** WHAT THE TASK ASKS **
Transcribe exactly, and only, the lines that run from the one containing "Drop a pin on the reflection" through the end of the records.

** RECORDS **
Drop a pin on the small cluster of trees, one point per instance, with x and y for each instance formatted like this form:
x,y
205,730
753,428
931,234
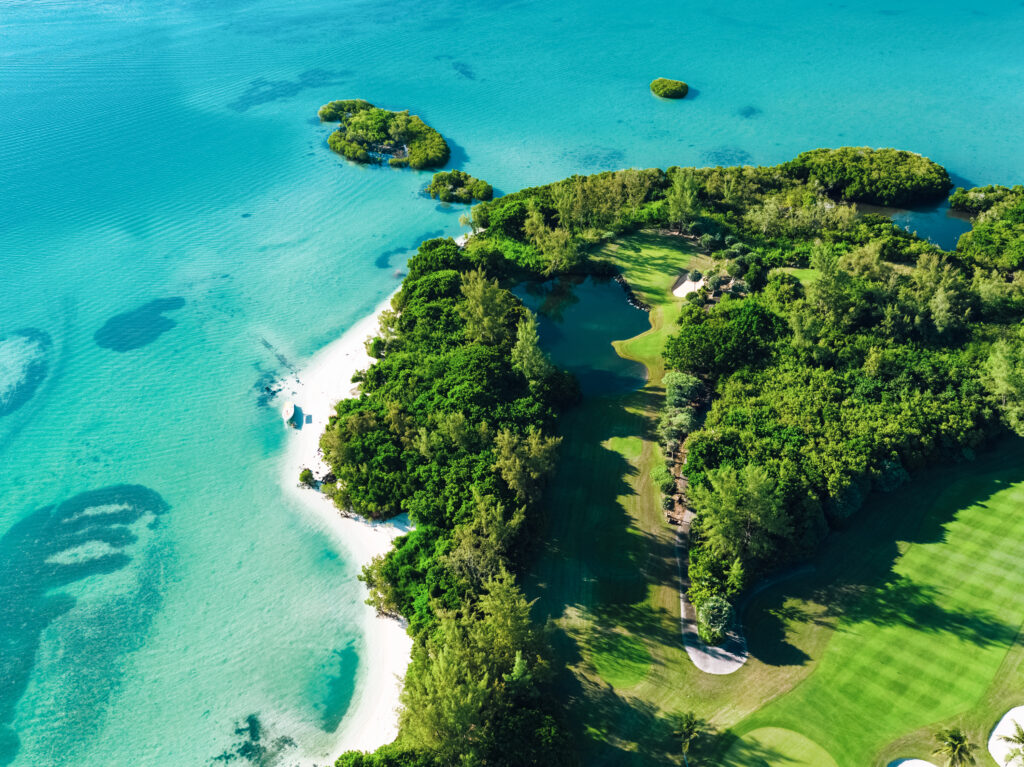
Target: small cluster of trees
x,y
668,88
680,416
458,186
996,238
367,134
861,174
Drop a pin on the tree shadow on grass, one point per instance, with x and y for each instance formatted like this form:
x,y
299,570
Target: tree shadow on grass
x,y
745,754
855,580
595,573
653,255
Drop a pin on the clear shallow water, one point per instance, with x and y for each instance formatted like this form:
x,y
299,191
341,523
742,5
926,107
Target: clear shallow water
x,y
174,233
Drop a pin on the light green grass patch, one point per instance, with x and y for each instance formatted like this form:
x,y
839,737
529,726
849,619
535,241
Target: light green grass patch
x,y
620,658
770,747
922,640
628,448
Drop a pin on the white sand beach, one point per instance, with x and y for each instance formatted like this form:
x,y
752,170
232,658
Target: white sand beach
x,y
372,720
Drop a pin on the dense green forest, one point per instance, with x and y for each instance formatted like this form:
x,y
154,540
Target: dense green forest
x,y
367,134
790,402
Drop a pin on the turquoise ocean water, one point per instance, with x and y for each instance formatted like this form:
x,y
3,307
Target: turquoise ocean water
x,y
174,235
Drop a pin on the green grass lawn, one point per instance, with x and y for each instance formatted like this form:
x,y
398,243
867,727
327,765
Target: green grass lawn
x,y
926,613
909,621
651,263
772,746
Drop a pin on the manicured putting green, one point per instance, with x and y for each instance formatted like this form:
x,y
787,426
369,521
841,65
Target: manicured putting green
x,y
769,747
620,658
922,638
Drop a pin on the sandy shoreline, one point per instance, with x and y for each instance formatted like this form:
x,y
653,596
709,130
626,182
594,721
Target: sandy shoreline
x,y
372,720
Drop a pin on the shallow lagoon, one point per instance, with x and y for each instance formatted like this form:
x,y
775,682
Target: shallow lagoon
x,y
170,151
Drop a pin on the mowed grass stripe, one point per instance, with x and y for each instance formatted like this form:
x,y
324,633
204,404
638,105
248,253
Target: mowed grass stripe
x,y
926,642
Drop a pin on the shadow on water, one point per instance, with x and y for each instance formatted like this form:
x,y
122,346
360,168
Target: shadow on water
x,y
855,582
24,365
256,747
459,155
578,320
383,260
138,328
54,547
938,223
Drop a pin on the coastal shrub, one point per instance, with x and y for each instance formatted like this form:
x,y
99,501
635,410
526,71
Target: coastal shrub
x,y
664,479
457,186
369,134
996,240
681,388
730,336
980,199
667,88
862,174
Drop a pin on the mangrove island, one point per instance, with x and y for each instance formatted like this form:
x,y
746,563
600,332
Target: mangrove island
x,y
369,134
458,186
667,88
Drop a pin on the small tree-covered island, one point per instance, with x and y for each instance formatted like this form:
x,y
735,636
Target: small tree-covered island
x,y
667,88
822,463
458,186
369,134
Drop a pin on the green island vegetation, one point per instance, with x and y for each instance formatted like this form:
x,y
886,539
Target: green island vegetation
x,y
667,88
878,176
834,392
457,186
368,134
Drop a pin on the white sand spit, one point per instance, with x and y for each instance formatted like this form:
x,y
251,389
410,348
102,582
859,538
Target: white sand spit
x,y
996,747
372,720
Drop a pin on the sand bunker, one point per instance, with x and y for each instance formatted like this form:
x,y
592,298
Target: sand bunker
x,y
998,748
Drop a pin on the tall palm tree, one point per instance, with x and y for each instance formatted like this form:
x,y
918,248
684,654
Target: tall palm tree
x,y
1017,740
954,746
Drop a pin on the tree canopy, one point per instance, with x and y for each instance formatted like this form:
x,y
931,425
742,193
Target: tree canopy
x,y
368,134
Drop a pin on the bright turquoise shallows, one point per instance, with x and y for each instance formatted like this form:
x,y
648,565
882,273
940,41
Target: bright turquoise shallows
x,y
174,235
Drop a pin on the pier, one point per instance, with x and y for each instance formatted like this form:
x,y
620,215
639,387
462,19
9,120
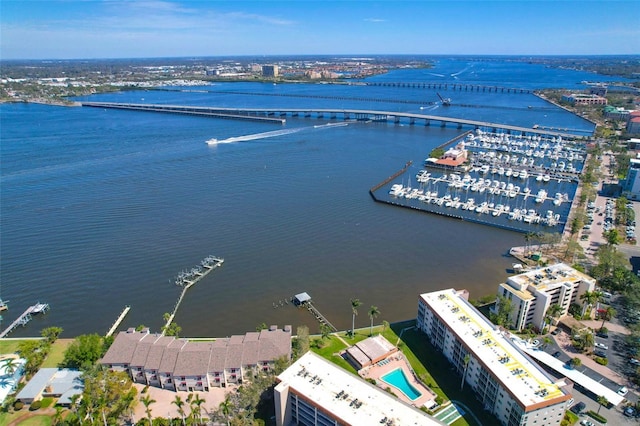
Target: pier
x,y
187,279
25,317
115,325
304,300
279,115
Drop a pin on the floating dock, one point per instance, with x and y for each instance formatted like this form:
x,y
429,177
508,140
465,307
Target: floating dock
x,y
186,279
304,300
115,325
38,308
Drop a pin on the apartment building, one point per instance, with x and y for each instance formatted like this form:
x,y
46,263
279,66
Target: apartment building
x,y
532,293
505,380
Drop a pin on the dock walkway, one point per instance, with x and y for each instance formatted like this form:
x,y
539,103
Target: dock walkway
x,y
190,278
25,317
115,325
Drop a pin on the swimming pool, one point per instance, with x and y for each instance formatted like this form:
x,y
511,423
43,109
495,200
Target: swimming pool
x,y
398,380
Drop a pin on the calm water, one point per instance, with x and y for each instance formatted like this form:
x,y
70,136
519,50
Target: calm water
x,y
103,208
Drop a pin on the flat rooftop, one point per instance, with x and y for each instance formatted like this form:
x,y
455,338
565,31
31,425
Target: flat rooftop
x,y
524,379
549,276
346,396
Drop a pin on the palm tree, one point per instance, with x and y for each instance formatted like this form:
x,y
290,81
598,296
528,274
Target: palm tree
x,y
196,406
147,401
373,313
225,408
589,298
607,314
602,401
354,311
467,358
180,404
10,365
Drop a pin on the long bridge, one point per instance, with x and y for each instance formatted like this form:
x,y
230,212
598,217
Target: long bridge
x,y
280,114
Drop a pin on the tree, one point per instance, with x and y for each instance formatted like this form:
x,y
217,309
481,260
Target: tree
x,y
373,313
51,334
502,312
602,402
589,298
225,407
179,403
354,311
466,360
606,314
10,365
612,237
147,401
325,331
196,407
85,350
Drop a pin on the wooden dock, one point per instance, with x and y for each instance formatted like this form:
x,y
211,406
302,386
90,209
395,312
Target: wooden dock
x,y
25,317
115,325
187,280
319,317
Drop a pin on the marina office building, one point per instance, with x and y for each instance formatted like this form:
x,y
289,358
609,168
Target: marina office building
x,y
531,293
506,381
187,365
314,391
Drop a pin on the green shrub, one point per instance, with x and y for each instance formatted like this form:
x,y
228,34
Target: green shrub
x,y
596,416
601,361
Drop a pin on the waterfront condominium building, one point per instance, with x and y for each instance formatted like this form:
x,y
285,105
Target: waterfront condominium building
x,y
314,391
505,380
531,293
184,365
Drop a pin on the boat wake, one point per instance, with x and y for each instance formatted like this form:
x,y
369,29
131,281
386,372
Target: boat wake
x,y
271,134
254,136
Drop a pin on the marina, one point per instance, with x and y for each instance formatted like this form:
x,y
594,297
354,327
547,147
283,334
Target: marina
x,y
501,185
187,279
25,317
115,325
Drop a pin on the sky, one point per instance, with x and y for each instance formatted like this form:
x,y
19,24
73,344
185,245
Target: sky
x,y
88,29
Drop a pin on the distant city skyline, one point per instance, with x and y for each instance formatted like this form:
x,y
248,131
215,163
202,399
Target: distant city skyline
x,y
74,29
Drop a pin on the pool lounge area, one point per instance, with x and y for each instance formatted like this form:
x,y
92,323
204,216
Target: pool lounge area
x,y
395,373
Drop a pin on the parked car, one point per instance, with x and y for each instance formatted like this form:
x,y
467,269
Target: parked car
x,y
578,407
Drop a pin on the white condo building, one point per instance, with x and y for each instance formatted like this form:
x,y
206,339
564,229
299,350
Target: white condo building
x,y
313,391
506,381
532,293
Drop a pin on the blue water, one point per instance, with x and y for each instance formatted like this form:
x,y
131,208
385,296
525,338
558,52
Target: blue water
x,y
397,379
102,208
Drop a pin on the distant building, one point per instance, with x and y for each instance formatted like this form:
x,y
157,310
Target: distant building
x,y
183,365
613,113
598,90
314,391
505,380
633,125
270,70
531,293
631,184
584,99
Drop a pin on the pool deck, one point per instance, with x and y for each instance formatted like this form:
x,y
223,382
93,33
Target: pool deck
x,y
397,360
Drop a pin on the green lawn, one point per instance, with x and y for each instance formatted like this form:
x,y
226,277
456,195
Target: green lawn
x,y
428,363
56,355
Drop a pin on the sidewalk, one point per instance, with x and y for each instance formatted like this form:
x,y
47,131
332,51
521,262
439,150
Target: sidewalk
x,y
564,342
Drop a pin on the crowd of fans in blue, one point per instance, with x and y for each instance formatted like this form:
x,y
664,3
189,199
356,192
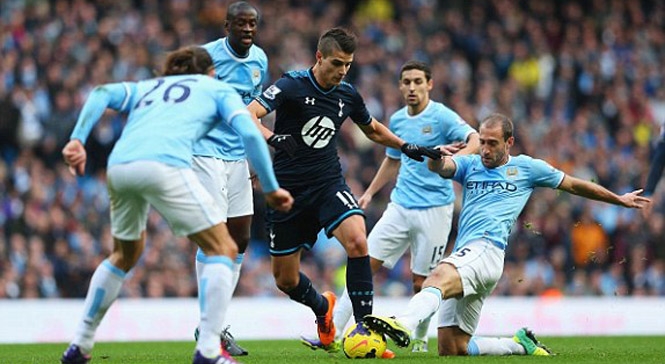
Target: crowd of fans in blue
x,y
584,82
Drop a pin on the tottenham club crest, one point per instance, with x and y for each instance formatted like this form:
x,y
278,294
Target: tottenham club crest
x,y
318,131
271,92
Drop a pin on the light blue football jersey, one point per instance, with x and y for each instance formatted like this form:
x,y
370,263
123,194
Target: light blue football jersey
x,y
417,187
247,76
168,115
493,198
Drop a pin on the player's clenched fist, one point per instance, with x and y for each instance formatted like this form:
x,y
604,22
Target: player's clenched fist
x,y
75,156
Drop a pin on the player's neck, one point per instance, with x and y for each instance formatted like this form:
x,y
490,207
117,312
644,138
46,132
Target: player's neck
x,y
238,50
414,110
318,78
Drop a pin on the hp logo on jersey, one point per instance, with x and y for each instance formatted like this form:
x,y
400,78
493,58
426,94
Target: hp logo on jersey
x,y
318,131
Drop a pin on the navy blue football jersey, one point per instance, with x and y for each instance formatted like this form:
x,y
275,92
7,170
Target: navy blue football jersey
x,y
313,116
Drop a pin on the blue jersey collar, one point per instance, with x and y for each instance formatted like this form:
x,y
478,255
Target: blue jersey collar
x,y
233,52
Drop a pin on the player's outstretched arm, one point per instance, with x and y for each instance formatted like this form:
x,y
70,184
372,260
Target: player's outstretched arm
x,y
257,111
387,172
101,98
472,145
379,133
283,142
444,166
595,191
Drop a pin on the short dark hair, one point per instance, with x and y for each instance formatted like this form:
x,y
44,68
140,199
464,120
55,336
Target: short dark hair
x,y
505,122
337,39
416,65
187,61
238,7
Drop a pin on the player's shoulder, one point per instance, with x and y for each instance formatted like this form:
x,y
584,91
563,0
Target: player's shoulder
x,y
214,45
399,115
440,109
345,86
258,53
296,75
522,159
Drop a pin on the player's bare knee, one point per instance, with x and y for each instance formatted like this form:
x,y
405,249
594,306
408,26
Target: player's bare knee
x,y
356,246
286,285
417,283
286,282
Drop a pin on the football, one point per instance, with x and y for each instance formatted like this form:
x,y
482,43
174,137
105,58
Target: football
x,y
360,342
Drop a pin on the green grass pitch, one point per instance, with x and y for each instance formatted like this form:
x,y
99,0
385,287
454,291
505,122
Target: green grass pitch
x,y
569,350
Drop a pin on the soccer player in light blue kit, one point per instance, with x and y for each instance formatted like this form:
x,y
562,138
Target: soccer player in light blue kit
x,y
219,158
419,216
496,186
151,165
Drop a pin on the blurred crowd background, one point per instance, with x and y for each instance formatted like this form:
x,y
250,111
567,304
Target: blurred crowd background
x,y
584,82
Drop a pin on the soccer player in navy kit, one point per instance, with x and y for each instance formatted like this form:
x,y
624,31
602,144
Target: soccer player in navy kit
x,y
420,213
311,106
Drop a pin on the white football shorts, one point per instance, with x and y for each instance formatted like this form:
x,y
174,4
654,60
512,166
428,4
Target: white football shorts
x,y
175,193
228,182
425,231
480,265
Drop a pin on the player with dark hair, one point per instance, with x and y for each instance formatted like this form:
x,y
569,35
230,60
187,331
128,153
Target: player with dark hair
x,y
219,158
311,106
496,186
419,216
150,165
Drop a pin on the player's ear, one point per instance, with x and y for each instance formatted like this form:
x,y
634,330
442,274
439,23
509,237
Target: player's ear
x,y
510,141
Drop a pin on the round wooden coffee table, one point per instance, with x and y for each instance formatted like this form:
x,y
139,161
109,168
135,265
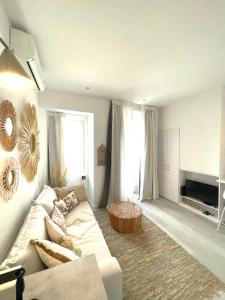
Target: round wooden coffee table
x,y
125,216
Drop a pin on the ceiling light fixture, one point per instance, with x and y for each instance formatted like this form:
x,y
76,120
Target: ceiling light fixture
x,y
12,74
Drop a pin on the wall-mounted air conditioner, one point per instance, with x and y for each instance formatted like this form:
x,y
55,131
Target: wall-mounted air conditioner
x,y
24,48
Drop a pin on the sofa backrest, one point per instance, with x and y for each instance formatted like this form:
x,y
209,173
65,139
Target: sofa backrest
x,y
22,252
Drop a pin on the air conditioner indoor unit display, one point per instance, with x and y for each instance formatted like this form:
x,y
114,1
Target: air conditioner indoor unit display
x,y
24,48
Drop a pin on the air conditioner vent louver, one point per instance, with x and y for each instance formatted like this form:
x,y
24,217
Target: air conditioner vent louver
x,y
25,50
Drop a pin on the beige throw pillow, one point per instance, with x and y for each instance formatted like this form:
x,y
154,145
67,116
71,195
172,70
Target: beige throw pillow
x,y
55,233
53,254
46,198
58,218
66,204
79,191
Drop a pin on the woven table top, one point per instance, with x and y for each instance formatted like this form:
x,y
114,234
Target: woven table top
x,y
124,209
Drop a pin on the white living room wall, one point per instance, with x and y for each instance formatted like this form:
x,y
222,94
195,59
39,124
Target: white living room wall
x,y
51,100
12,212
199,120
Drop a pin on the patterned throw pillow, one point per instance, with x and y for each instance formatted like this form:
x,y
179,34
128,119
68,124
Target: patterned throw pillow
x,y
67,203
71,200
53,254
69,243
55,233
58,218
61,205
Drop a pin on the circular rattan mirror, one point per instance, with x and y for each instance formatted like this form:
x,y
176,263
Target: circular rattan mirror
x,y
8,125
29,142
9,178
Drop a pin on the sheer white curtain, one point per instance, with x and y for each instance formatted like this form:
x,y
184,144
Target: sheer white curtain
x,y
121,179
56,162
149,180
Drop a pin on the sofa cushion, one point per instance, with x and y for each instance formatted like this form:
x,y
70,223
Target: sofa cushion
x,y
81,213
46,198
53,254
79,191
68,242
67,203
55,233
22,252
92,242
58,218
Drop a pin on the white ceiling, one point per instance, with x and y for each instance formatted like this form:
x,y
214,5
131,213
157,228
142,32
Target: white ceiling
x,y
160,50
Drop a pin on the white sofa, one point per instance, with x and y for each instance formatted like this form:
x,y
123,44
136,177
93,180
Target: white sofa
x,y
91,241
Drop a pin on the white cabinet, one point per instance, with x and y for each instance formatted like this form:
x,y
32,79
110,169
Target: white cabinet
x,y
168,163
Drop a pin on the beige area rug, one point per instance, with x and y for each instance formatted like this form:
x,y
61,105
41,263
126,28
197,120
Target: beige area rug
x,y
155,267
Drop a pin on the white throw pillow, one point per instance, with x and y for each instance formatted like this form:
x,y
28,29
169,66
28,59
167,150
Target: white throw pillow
x,y
55,233
53,254
22,252
46,198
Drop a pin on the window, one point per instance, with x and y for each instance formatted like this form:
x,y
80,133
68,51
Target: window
x,y
75,146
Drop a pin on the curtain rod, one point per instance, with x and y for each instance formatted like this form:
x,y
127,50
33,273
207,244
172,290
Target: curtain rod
x,y
4,43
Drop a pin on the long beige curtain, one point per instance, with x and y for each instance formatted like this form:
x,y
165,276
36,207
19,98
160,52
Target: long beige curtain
x,y
121,158
149,180
56,168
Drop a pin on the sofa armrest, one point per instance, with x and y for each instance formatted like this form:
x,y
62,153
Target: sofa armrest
x,y
112,277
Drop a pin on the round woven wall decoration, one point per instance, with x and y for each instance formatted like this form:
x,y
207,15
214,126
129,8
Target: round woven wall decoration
x,y
8,125
9,178
29,142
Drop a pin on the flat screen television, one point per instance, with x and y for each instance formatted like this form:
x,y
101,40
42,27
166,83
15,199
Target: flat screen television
x,y
203,192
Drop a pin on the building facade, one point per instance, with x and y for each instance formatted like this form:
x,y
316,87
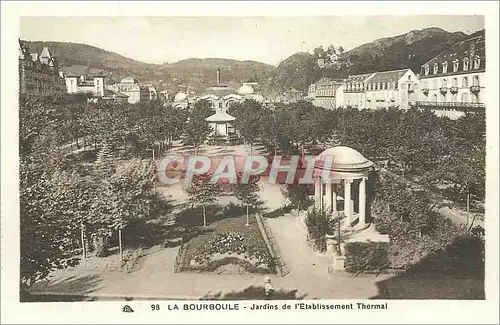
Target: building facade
x,y
379,90
388,89
38,72
352,91
130,87
81,84
323,93
453,82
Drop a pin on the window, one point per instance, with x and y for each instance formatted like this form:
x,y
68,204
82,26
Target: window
x,y
445,67
465,82
477,63
466,64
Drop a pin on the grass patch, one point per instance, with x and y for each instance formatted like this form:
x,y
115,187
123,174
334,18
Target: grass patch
x,y
250,233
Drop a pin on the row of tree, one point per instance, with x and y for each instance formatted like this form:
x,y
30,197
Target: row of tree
x,y
415,144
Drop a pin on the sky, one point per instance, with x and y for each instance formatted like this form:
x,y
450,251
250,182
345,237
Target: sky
x,y
264,39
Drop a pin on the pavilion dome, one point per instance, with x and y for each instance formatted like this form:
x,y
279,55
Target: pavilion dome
x,y
245,90
180,97
343,159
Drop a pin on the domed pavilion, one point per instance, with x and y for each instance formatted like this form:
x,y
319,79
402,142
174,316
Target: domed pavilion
x,y
342,165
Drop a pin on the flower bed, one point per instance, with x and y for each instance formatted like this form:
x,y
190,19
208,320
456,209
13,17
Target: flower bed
x,y
229,242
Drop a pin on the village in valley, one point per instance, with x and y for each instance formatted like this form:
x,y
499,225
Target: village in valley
x,y
400,217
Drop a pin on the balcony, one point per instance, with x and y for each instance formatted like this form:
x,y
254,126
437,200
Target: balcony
x,y
352,90
459,106
475,89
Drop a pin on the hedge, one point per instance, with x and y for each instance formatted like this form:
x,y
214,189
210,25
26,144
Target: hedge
x,y
279,212
366,257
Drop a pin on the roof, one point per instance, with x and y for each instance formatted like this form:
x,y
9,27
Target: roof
x,y
245,89
359,77
83,70
470,48
344,159
111,93
45,53
220,117
388,76
219,91
128,80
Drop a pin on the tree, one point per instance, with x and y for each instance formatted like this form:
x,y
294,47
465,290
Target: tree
x,y
249,120
47,221
247,191
298,194
197,128
202,191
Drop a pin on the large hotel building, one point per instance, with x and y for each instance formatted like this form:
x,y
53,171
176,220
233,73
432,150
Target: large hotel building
x,y
453,82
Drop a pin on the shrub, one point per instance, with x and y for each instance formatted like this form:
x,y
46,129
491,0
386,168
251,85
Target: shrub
x,y
255,293
229,243
366,257
318,225
278,212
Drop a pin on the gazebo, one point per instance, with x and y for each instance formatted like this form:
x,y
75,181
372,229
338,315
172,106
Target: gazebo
x,y
221,124
339,165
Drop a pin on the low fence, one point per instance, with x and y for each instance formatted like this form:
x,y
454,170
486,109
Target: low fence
x,y
179,259
271,245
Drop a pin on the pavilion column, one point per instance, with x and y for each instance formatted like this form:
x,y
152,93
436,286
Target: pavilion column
x,y
362,202
328,199
347,200
334,197
317,192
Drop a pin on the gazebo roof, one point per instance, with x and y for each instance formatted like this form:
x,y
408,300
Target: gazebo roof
x,y
220,117
343,159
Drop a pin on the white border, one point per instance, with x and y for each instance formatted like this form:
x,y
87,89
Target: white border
x,y
430,311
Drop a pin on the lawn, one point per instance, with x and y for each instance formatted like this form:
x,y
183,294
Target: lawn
x,y
412,287
250,234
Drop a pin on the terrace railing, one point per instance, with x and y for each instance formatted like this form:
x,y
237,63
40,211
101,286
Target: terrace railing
x,y
272,245
459,106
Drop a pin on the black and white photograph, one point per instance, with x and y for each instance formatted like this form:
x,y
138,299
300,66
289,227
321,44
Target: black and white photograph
x,y
218,163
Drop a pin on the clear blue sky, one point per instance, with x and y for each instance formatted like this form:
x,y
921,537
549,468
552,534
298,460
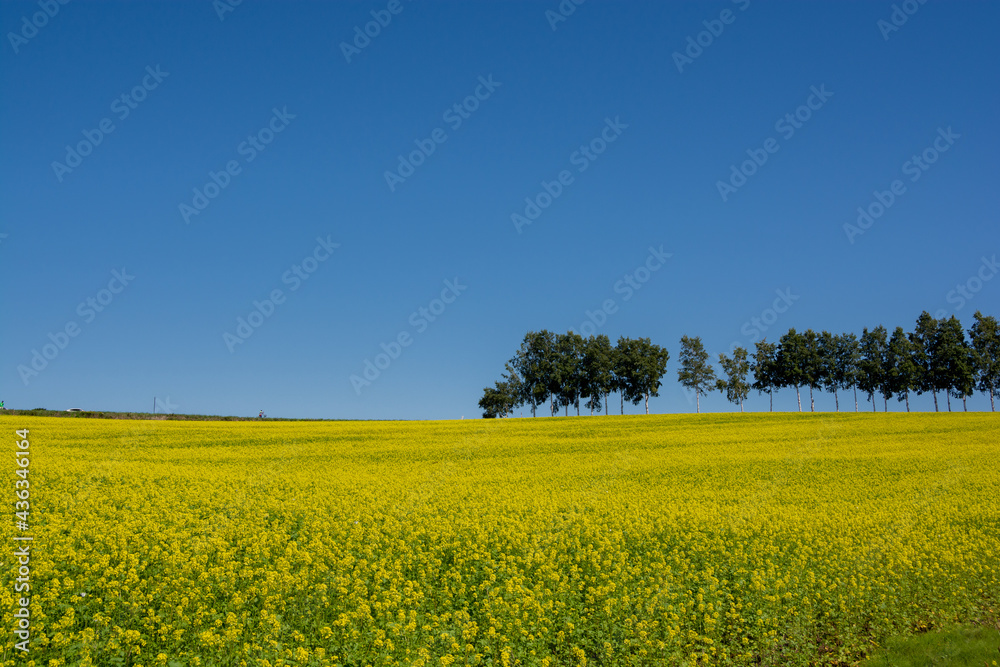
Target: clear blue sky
x,y
327,130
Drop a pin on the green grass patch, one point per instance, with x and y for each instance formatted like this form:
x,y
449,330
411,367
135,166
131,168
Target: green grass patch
x,y
963,645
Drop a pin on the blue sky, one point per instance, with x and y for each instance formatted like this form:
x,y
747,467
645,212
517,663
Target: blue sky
x,y
250,150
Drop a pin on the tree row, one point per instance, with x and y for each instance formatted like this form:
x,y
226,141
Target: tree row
x,y
565,370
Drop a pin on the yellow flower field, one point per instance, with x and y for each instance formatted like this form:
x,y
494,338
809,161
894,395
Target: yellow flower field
x,y
726,539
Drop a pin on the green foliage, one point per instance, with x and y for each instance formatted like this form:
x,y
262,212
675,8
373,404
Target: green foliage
x,y
639,366
695,372
986,346
953,647
735,385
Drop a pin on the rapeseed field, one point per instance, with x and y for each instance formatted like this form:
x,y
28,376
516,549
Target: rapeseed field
x,y
763,539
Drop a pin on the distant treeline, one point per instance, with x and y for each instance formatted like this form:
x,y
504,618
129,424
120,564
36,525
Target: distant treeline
x,y
563,370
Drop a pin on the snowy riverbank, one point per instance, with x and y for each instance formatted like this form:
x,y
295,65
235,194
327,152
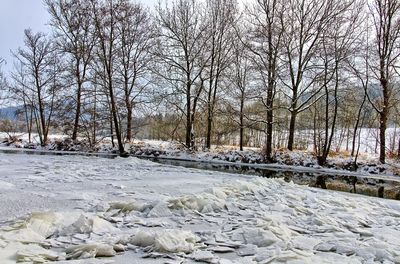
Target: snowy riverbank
x,y
135,211
302,160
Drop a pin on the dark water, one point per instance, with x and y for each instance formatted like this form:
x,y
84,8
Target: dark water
x,y
372,186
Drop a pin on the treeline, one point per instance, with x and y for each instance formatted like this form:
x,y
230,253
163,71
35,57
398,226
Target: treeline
x,y
201,70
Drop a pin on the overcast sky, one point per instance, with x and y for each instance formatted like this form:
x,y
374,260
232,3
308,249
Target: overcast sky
x,y
17,15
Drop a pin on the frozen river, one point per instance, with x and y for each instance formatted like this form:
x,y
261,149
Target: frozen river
x,y
69,208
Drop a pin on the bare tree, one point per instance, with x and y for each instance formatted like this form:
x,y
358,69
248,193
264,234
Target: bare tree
x,y
219,52
386,23
182,39
41,66
135,33
304,22
73,26
265,45
105,19
337,47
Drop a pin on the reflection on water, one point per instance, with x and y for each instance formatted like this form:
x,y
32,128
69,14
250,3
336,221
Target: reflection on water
x,y
372,186
348,183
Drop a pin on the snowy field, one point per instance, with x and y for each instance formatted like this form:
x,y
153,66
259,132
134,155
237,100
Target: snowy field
x,y
73,209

** WRITTEN ANSWER **
Drop a pin on the reflection on water, one point per instance, with x and y for each instance formatted like this form:
x,y
32,128
69,14
250,3
336,221
Target: reflection on water
x,y
372,186
348,183
Drop a pin on the snowy field, one point per instance, with x and y for each instance formatted like this form:
x,y
153,66
259,132
134,155
237,100
Target: snowy field
x,y
73,209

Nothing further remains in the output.